### Directions
Update the records below so that "rough mask" becomes "coarse mask" everywhere and nothing else changes. Leave the pictures out of your answer.

### Available records

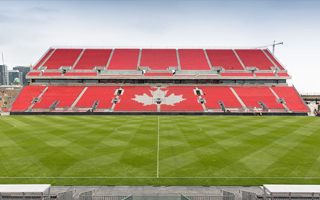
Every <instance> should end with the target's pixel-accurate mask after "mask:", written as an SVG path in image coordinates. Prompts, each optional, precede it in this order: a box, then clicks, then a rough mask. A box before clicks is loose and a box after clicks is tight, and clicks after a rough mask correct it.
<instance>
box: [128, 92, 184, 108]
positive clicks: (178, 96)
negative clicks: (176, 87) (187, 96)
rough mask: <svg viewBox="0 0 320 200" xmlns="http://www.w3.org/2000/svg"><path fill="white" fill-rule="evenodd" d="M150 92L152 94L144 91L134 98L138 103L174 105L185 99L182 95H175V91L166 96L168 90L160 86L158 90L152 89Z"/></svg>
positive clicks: (147, 105)
mask: <svg viewBox="0 0 320 200" xmlns="http://www.w3.org/2000/svg"><path fill="white" fill-rule="evenodd" d="M150 93H151V95H152V96H149V95H147V94H146V93H143V94H142V95H135V98H132V100H134V101H136V102H138V103H142V104H143V105H144V106H148V105H153V104H161V105H170V106H173V105H174V104H176V103H180V102H181V101H184V100H185V99H184V98H183V97H182V95H175V94H174V93H172V94H170V95H169V96H166V95H167V93H168V90H166V91H163V90H161V89H160V88H158V89H157V90H150Z"/></svg>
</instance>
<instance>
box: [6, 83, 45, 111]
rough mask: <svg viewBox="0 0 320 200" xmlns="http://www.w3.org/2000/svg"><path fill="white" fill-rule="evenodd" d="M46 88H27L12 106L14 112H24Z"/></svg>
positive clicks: (27, 86) (31, 85) (17, 97)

### Exercise result
Every <instance> should end with the target's pixel-accurate mask after "mask:", written as an SVG path in image coordinates. Prompts, each optional, precede it in this order: a box, then clicks, then a coarse mask. A box before clicks is loose and a box after clicks is tight, and clicks after a coarse mask correct it.
<instance>
box: [128, 92, 184, 108]
positive clicks: (178, 96)
negative clicks: (176, 87) (187, 96)
coarse mask: <svg viewBox="0 0 320 200" xmlns="http://www.w3.org/2000/svg"><path fill="white" fill-rule="evenodd" d="M150 92L152 94L144 91L134 98L138 103L174 105L185 99L182 95H175V91L166 96L168 90L160 86L158 90L152 89Z"/></svg>
positive clicks: (147, 105)
mask: <svg viewBox="0 0 320 200" xmlns="http://www.w3.org/2000/svg"><path fill="white" fill-rule="evenodd" d="M150 93H151V95H152V96H149V95H147V94H146V93H143V94H142V95H135V98H132V100H134V101H136V102H138V103H142V104H143V105H144V106H148V105H153V104H161V105H170V106H173V105H174V104H176V103H180V102H181V101H184V100H185V99H184V98H183V97H182V95H175V94H174V93H172V94H170V95H169V96H166V95H167V93H168V90H166V91H163V90H161V89H160V88H158V89H157V90H150Z"/></svg>
</instance>
<instance>
box: [6, 83, 45, 111]
coarse mask: <svg viewBox="0 0 320 200" xmlns="http://www.w3.org/2000/svg"><path fill="white" fill-rule="evenodd" d="M46 88H27L12 106L14 112H24Z"/></svg>
positive clicks: (27, 86) (31, 85) (17, 97)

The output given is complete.